*WHAT YOU WILL DO*
Check every line of the material for the word "mountain". Copy those that have it.

==*==

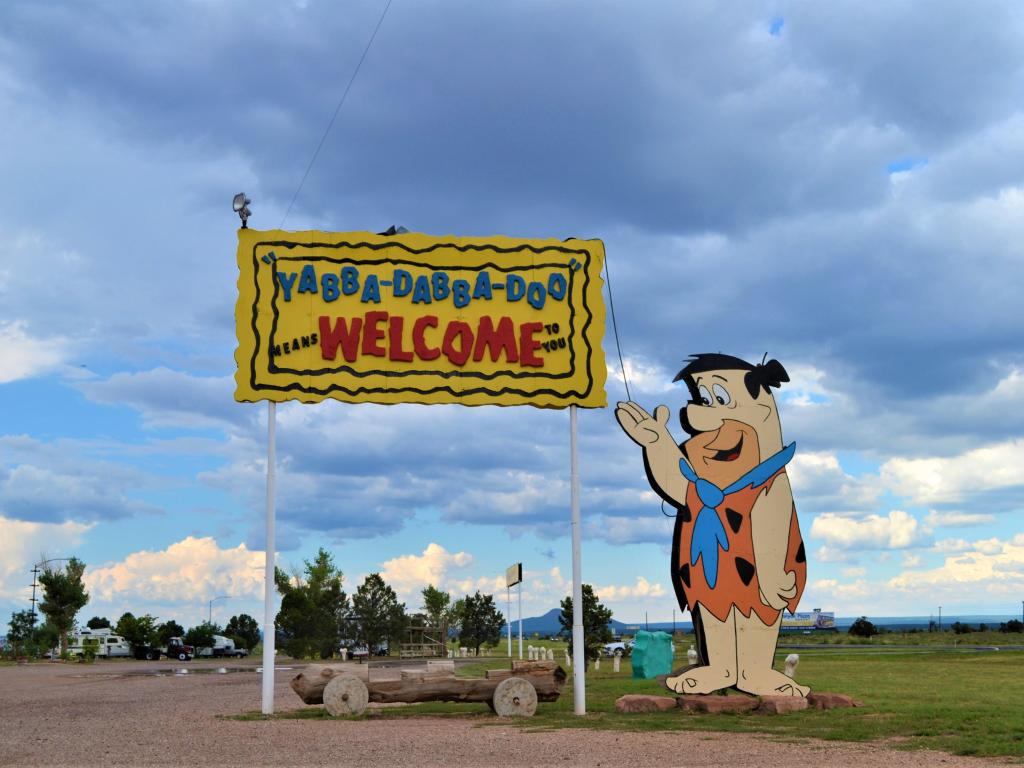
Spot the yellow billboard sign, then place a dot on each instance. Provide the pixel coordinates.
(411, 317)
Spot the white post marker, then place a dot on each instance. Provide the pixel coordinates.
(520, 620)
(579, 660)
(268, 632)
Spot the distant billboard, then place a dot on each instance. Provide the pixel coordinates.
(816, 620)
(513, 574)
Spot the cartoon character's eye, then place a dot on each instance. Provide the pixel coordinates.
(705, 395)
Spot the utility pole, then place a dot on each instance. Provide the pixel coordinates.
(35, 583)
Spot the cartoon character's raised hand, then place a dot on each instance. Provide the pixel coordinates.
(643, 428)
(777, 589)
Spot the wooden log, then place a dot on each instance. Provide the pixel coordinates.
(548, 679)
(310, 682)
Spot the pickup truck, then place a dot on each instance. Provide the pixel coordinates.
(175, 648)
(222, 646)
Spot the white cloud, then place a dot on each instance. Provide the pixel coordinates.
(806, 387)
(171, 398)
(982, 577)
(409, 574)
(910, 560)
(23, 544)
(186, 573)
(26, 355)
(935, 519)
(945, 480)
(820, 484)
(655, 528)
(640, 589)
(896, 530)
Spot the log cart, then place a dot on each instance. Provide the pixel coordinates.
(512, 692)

==*==

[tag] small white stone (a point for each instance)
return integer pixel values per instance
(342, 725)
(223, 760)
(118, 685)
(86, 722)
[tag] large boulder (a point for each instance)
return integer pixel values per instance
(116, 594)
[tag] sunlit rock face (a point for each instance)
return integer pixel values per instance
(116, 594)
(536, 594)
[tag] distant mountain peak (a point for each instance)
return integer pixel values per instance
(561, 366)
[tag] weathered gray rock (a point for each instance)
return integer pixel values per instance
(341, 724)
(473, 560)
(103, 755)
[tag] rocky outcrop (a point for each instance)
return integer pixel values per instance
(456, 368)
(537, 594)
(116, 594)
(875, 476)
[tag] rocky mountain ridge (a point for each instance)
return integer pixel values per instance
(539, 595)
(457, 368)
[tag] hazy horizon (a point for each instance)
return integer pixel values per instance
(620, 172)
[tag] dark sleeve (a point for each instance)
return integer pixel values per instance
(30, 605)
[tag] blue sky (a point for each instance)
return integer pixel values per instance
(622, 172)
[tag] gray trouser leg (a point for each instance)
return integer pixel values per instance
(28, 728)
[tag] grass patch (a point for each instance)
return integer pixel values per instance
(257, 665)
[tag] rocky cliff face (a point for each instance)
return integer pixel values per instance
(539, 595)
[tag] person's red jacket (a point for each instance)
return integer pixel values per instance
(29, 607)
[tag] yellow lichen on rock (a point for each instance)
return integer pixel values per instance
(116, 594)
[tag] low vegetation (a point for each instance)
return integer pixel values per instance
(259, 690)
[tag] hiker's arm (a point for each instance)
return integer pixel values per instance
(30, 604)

==*==

*ANSWER TO THIS PROBLEM*
[tag] distant mountain peak (a point for each instance)
[tag] rocky mountain ridge (a point for each instance)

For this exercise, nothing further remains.